• **AIM OF THE EXERCISE**: Using the entries below, copy out all lines where "give" is found.

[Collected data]
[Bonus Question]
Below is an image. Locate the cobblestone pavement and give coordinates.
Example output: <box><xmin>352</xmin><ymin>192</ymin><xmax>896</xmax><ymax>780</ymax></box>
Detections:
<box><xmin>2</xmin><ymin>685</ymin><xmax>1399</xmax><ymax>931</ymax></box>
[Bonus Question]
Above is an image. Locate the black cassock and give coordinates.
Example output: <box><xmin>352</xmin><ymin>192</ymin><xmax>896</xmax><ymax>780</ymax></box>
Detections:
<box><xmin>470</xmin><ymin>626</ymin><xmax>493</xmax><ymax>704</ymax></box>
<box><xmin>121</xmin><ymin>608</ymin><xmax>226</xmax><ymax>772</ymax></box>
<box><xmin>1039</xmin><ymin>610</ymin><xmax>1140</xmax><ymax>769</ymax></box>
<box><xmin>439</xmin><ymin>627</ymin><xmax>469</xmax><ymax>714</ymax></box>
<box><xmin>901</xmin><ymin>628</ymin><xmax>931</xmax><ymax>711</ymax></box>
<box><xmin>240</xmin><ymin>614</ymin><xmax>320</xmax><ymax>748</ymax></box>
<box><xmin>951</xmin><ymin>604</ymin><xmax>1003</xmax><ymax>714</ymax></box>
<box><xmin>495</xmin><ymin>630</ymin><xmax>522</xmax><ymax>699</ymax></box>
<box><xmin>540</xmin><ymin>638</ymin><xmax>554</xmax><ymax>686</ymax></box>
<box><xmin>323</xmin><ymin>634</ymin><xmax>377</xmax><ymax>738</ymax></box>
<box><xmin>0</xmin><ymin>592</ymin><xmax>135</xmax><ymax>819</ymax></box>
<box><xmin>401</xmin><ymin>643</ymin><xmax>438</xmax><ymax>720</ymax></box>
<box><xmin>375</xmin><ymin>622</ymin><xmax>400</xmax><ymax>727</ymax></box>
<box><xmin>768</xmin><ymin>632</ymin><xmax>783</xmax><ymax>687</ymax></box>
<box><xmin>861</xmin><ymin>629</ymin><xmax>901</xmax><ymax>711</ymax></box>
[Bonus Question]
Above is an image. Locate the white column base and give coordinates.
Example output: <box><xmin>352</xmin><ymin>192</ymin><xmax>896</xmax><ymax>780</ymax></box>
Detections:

• **EXERCISE RESULT**:
Below is an image. Locate the cobblestone pavement and give coordinates.
Above is an image. Locate the black cassock and give coordinates.
Above is an image. Locate the white column base and give coordinates.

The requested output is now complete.